BRIEF – Please give the listing again in its entirety, exactly as written.

DATASET RECORDS –
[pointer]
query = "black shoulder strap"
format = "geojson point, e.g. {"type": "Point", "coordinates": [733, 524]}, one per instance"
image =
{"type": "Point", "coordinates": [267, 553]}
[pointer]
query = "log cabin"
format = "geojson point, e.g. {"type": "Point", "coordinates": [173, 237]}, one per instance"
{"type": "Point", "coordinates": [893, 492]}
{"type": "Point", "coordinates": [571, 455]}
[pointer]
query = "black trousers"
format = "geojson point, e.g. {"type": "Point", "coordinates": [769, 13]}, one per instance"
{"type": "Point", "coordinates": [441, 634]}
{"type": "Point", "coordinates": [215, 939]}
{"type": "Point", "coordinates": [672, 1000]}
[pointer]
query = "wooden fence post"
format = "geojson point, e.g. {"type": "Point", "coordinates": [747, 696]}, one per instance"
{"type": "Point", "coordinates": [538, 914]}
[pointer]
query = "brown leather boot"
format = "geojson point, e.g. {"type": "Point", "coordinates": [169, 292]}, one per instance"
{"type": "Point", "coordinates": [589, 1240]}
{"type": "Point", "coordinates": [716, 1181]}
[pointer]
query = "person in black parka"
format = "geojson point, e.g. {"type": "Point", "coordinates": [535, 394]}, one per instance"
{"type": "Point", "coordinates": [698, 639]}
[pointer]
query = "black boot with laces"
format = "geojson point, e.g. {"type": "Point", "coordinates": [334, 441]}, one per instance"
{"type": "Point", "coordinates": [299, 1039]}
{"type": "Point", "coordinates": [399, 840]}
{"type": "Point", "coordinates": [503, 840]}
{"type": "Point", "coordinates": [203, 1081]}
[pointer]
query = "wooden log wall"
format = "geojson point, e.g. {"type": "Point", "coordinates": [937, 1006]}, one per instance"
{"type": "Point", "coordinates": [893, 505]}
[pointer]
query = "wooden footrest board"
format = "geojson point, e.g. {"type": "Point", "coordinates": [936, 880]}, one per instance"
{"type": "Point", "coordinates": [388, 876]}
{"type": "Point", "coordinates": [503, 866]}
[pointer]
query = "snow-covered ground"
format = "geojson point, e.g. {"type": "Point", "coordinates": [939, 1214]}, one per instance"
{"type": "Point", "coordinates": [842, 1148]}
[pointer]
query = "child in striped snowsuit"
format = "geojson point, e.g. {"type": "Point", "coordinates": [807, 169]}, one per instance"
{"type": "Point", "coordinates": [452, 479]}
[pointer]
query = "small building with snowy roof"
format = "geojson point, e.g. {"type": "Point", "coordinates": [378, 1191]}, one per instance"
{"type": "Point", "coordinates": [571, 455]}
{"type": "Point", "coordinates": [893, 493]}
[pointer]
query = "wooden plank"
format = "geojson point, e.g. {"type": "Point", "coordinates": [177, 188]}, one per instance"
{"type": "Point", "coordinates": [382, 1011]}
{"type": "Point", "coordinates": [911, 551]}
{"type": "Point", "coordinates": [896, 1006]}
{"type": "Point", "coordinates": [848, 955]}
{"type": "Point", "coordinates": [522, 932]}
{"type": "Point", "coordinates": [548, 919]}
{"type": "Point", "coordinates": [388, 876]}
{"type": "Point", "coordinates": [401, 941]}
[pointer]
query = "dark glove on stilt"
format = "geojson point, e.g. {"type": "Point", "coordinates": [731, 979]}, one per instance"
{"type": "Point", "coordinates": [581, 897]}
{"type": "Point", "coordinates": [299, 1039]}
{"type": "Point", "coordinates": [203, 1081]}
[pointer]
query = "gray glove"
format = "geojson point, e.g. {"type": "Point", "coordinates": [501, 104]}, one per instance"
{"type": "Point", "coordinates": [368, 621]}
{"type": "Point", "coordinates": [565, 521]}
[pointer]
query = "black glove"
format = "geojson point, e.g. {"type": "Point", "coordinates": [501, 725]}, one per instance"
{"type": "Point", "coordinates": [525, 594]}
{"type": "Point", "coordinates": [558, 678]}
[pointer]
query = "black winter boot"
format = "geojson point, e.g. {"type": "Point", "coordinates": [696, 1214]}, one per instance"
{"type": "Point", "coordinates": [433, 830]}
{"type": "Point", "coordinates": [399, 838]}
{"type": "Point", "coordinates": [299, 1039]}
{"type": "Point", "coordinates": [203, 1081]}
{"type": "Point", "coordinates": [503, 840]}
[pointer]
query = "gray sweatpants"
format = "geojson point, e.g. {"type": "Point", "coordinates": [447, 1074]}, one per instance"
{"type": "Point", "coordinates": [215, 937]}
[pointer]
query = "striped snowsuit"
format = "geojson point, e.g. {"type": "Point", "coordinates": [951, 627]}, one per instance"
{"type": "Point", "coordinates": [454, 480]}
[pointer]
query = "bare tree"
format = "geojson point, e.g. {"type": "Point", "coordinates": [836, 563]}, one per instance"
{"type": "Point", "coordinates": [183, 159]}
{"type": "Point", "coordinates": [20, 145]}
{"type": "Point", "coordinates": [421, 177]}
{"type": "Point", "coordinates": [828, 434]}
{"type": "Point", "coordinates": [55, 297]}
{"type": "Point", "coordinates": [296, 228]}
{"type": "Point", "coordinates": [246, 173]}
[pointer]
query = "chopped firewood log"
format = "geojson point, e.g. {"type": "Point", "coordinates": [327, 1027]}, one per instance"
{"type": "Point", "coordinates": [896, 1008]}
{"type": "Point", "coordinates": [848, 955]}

SOLVED EXERCISE –
[pointer]
query = "black shoulder strap"
format = "geojson point, e.g. {"type": "Point", "coordinates": [733, 524]}, one per instance"
image =
{"type": "Point", "coordinates": [267, 553]}
[pointer]
query = "log cabin"
format = "geojson point, e.g. {"type": "Point", "coordinates": [173, 237]}, one per instance"
{"type": "Point", "coordinates": [893, 492]}
{"type": "Point", "coordinates": [571, 455]}
[pointer]
query = "black trousers"
format = "geojson point, e.g. {"type": "Point", "coordinates": [769, 13]}, one per instance"
{"type": "Point", "coordinates": [441, 634]}
{"type": "Point", "coordinates": [215, 939]}
{"type": "Point", "coordinates": [672, 1000]}
[pointer]
query = "wooden fence post"
format = "geojson point, e.g. {"type": "Point", "coordinates": [747, 696]}, one per instance"
{"type": "Point", "coordinates": [538, 914]}
[pointer]
query = "brown leather boot"
format = "geojson point, e.g. {"type": "Point", "coordinates": [169, 292]}, one per instance"
{"type": "Point", "coordinates": [589, 1240]}
{"type": "Point", "coordinates": [716, 1181]}
[pointer]
query = "person in black parka"
format = "geojson point, e.g. {"type": "Point", "coordinates": [535, 394]}, one per instance"
{"type": "Point", "coordinates": [698, 639]}
[pointer]
query = "black boot with laces"
format = "geojson point, e.g. {"type": "Point", "coordinates": [334, 441]}, one per instance"
{"type": "Point", "coordinates": [299, 1039]}
{"type": "Point", "coordinates": [399, 840]}
{"type": "Point", "coordinates": [503, 840]}
{"type": "Point", "coordinates": [203, 1081]}
[pointer]
query = "wooden log wall"
format = "geojson point, e.g. {"type": "Point", "coordinates": [937, 1006]}, one per instance"
{"type": "Point", "coordinates": [893, 505]}
[pointer]
query = "wooden footrest board"
format = "geojson point, e.g. {"type": "Point", "coordinates": [936, 880]}, one per instance"
{"type": "Point", "coordinates": [388, 876]}
{"type": "Point", "coordinates": [503, 866]}
[pointer]
query = "snow-covered ground"
format = "geojson point, e.g. {"type": "Point", "coordinates": [939, 1214]}, one per instance"
{"type": "Point", "coordinates": [842, 1148]}
[pointer]
query = "child in striped snowsuit"
format = "geojson point, e.g. {"type": "Point", "coordinates": [807, 169]}, one per instance"
{"type": "Point", "coordinates": [452, 479]}
[pointer]
query = "small building with snowy roof"
format = "geojson point, e.g. {"type": "Point", "coordinates": [378, 1191]}, one per instance"
{"type": "Point", "coordinates": [571, 455]}
{"type": "Point", "coordinates": [893, 493]}
[pointer]
query = "wooden plank"
format = "geojson point, e.g. {"type": "Point", "coordinates": [177, 188]}, one per instance"
{"type": "Point", "coordinates": [382, 1011]}
{"type": "Point", "coordinates": [911, 551]}
{"type": "Point", "coordinates": [896, 1006]}
{"type": "Point", "coordinates": [848, 955]}
{"type": "Point", "coordinates": [522, 932]}
{"type": "Point", "coordinates": [548, 919]}
{"type": "Point", "coordinates": [388, 876]}
{"type": "Point", "coordinates": [401, 941]}
[pointer]
query = "dark glove on stilt"
format = "geojson point, e.g. {"type": "Point", "coordinates": [731, 979]}, one per instance"
{"type": "Point", "coordinates": [581, 897]}
{"type": "Point", "coordinates": [299, 1039]}
{"type": "Point", "coordinates": [203, 1081]}
[pointer]
query = "gray glove"
format = "geojson point, e.g. {"type": "Point", "coordinates": [501, 104]}, one per instance"
{"type": "Point", "coordinates": [368, 621]}
{"type": "Point", "coordinates": [565, 521]}
[pointer]
query = "black glove"
format = "geojson point, e.g. {"type": "Point", "coordinates": [501, 725]}, one per instance"
{"type": "Point", "coordinates": [525, 594]}
{"type": "Point", "coordinates": [558, 678]}
[pointer]
query = "black winter boot"
format = "geojson point, e.g. {"type": "Point", "coordinates": [696, 1214]}, one per instance"
{"type": "Point", "coordinates": [433, 830]}
{"type": "Point", "coordinates": [399, 838]}
{"type": "Point", "coordinates": [299, 1039]}
{"type": "Point", "coordinates": [203, 1081]}
{"type": "Point", "coordinates": [503, 840]}
[pointer]
query = "gray sweatpants"
format = "geojson point, e.g. {"type": "Point", "coordinates": [447, 1074]}, one per instance"
{"type": "Point", "coordinates": [215, 937]}
[pointer]
query = "striped snowsuit"
format = "geojson point, e.g. {"type": "Point", "coordinates": [951, 627]}, one per instance"
{"type": "Point", "coordinates": [454, 480]}
[pointer]
query = "bare tree"
format = "geojson point, e.g. {"type": "Point", "coordinates": [836, 563]}, one per instance"
{"type": "Point", "coordinates": [183, 159]}
{"type": "Point", "coordinates": [20, 145]}
{"type": "Point", "coordinates": [421, 177]}
{"type": "Point", "coordinates": [828, 434]}
{"type": "Point", "coordinates": [55, 297]}
{"type": "Point", "coordinates": [296, 228]}
{"type": "Point", "coordinates": [246, 173]}
[pointer]
query = "chopped firewood log"
format = "geojson point, e.g. {"type": "Point", "coordinates": [327, 1027]}, one per instance"
{"type": "Point", "coordinates": [896, 1008]}
{"type": "Point", "coordinates": [848, 955]}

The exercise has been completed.